## Exercise
Read the entries below and pull out each line with the string "rough".

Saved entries
--------
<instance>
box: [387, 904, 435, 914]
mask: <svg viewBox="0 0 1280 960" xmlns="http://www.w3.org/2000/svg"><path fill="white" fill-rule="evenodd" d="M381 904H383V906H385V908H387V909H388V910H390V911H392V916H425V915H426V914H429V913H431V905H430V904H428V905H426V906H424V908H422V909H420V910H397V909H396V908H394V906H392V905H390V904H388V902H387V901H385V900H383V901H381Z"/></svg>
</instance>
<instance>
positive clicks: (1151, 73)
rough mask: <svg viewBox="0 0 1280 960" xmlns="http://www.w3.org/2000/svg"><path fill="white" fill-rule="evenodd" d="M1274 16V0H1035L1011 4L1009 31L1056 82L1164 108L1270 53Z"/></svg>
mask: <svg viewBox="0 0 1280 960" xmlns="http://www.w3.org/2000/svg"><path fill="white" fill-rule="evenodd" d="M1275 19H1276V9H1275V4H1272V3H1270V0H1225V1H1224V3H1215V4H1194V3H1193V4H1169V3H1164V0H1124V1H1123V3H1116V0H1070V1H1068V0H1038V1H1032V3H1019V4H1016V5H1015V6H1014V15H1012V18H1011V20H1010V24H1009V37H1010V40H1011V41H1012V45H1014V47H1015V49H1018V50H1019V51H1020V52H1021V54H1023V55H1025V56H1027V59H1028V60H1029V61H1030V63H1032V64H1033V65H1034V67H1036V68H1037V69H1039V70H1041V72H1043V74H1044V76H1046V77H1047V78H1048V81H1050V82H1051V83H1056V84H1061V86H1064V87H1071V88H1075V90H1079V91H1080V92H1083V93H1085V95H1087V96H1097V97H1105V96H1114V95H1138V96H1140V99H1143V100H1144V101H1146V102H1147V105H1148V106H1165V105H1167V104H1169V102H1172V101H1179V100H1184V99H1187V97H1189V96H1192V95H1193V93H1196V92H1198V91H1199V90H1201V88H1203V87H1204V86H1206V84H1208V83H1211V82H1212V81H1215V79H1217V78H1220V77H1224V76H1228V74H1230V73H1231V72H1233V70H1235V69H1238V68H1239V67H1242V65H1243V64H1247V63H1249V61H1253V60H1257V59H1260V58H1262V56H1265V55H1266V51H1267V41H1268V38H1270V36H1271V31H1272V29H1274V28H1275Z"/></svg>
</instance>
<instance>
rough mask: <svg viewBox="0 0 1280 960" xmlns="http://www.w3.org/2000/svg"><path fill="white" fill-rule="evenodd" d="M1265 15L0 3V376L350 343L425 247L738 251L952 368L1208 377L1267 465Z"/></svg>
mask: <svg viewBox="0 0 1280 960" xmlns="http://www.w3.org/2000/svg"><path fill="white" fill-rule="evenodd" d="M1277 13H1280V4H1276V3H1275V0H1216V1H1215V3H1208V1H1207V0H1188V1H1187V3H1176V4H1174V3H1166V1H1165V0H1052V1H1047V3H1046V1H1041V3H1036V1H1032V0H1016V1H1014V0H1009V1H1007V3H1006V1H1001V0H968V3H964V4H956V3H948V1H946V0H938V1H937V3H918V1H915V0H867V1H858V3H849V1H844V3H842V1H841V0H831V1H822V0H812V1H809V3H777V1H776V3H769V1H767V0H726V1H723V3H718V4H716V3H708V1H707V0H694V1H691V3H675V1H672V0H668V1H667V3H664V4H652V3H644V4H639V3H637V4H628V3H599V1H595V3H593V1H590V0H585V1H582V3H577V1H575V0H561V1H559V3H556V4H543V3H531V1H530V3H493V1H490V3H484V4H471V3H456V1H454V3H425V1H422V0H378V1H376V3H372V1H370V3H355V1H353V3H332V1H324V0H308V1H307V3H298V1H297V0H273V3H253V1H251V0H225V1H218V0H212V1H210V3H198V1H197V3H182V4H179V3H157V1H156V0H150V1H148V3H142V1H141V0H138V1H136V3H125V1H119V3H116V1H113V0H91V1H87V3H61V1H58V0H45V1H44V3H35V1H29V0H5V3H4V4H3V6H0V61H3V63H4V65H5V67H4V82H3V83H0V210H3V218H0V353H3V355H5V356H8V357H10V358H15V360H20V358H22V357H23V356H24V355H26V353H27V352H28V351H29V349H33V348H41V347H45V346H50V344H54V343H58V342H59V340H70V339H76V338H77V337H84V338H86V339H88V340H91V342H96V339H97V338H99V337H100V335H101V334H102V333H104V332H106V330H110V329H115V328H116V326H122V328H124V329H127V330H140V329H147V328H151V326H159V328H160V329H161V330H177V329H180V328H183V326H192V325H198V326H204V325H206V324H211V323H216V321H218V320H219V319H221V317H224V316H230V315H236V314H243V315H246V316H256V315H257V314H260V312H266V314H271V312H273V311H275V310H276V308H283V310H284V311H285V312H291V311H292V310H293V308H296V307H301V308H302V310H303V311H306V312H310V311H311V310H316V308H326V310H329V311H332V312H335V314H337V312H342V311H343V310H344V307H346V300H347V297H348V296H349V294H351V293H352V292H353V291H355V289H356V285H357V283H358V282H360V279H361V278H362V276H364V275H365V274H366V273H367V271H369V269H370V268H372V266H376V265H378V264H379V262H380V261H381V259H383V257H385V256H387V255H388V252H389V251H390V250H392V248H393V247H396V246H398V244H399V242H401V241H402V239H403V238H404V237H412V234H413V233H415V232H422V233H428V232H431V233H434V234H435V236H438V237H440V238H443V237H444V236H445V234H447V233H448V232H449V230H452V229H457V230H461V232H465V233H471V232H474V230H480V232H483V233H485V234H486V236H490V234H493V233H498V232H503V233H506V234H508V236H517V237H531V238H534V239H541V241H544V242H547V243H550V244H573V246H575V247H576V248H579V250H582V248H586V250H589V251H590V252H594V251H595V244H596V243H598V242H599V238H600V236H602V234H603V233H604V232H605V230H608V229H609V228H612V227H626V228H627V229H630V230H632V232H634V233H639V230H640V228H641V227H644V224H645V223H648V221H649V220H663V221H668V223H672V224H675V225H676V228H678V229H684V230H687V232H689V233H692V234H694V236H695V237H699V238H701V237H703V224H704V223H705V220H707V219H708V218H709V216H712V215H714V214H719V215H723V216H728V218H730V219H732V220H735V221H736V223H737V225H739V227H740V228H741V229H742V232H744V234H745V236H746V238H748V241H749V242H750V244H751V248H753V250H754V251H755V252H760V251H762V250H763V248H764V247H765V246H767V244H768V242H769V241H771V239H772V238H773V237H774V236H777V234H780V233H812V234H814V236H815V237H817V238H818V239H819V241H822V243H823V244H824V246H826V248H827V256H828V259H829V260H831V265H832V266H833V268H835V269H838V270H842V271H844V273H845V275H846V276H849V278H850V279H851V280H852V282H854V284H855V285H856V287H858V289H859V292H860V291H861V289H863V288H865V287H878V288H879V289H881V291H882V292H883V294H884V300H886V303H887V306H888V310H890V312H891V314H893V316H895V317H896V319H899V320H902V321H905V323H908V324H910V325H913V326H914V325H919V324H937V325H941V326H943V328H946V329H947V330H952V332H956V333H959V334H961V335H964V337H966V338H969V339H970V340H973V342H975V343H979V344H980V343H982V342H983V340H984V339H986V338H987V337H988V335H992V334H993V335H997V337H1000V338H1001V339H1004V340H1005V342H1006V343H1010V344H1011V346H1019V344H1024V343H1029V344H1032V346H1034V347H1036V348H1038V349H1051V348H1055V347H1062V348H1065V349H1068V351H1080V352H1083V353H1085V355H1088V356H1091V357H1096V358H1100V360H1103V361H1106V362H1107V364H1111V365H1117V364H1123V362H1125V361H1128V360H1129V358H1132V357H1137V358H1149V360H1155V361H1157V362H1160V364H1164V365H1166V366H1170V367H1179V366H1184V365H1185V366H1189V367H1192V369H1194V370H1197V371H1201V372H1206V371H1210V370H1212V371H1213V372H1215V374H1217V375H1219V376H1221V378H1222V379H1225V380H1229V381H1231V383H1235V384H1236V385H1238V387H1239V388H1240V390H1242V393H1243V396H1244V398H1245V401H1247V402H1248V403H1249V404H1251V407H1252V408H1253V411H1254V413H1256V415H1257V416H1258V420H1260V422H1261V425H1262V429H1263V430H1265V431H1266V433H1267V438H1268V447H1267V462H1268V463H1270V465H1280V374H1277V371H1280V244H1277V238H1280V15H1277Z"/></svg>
--------
## Result
rough mask: <svg viewBox="0 0 1280 960" xmlns="http://www.w3.org/2000/svg"><path fill="white" fill-rule="evenodd" d="M1274 16V0H1035L1011 4L1009 31L1056 82L1164 108L1270 53Z"/></svg>
rough mask: <svg viewBox="0 0 1280 960" xmlns="http://www.w3.org/2000/svg"><path fill="white" fill-rule="evenodd" d="M1265 15L0 3V376L350 343L425 247L738 251L952 368L1208 377L1267 465Z"/></svg>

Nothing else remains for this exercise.